◆ DIRECTIONS
[A] For each statement, say yes or no depending on whether it agrees with the text on deep canvassing and listening, and quote the words from that text that decide it. (i) Melissa tried to get people into longer phone conversations. (ii) The gentleman on the thirty-minute call was the oldest of six children. (iii) Melissa believes the gentleman felt heard.
[B] Pick up the text on deep canvassing and listening after its last sentence and keep writing it.

◆ PAGE TEXT
═══

In the run up to the 2016 U.S. presidential election, my friend Melissa volunteered as a “deep canvasser” in an effort to increase voter turnout. This meant rather than asking closed-ended, yes or no questions, Melissa was attempting to engage people in longer phone conversations. She wanted people to feel heard, in the hopes they would better engage with democracy and turn out to vote.
Melissa set her intent to listen without judgement or assumption. Even when confronted with anger, she remained intent on practicing listening with an open mind. In one thirty-minute call, a gentleman explained he was often picked on as the youngest of six children and didn’t have much of a voice in his family. Donald Trump, he explained, may be a bully, but the president was his bully. By listening without judgement, Melissa validated his experience, demonstrated interest, and provided him with respect. The call ended with increased understanding and compassion. The gentleman, Melissa believes, felt heard.
Melissa, and the participants in my program, transcended hearing opinion and generalized hypotheticals by setting their intent for better listening and cultivating a beginner’s mind — and by asking for and listening to stories. By asking about the person’s experience, they heard the truth of the lived experience of the person with whom they were speaking. Since what the other person was saying was coming from their unique perspective and experience, everything they heard was actually new.

═══

(Data for finding objects from plain-language descriptions)
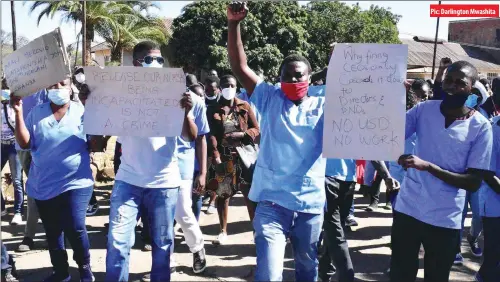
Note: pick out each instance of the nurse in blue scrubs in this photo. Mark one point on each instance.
(451, 157)
(60, 178)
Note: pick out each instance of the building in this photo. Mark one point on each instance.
(479, 34)
(101, 52)
(421, 53)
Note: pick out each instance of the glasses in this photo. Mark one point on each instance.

═══

◆ ANSWERS TO THE PROBLEMS
[A]
(i) Yes: "Melissa was attempting to engage people in longer phone conversations"
(ii) No: "he was often picked on as the youngest of six children"
(iii) Yes: "The gentleman, Melissa believes, felt heard."

[B]
Likely, you and the person with whom you are speaking do share some perspective. By hearing their story, you are more likely to hear things that relate to your own experiences, and thus you are more likely to understand the meaning behind what you are hearing.
But there is always unique perspective. People’s stories start from different points of view, from different points of knowing. No one is seeing exactly what you see. None of us brings the exact same context and content to any situation. Not even our family members, best friends since childhood, or longtime spouses. Remind yourself you know only what something means to you. Let the other person tell you what something means to them, in their own terms. Your knowledge and understanding of the color pink, for example, may be very different than mine.
Like Melissa, you can ask people about the experiences that gave them that perspective. You can ask them to reflect on how the experiences they’ve had have contributed to the way they now see the issue. Participatory narrative expert Cynthia Kurtz reminds us that often people once felt differently. Reflecting on that shift provides an opening for them to relate to others who feel the same.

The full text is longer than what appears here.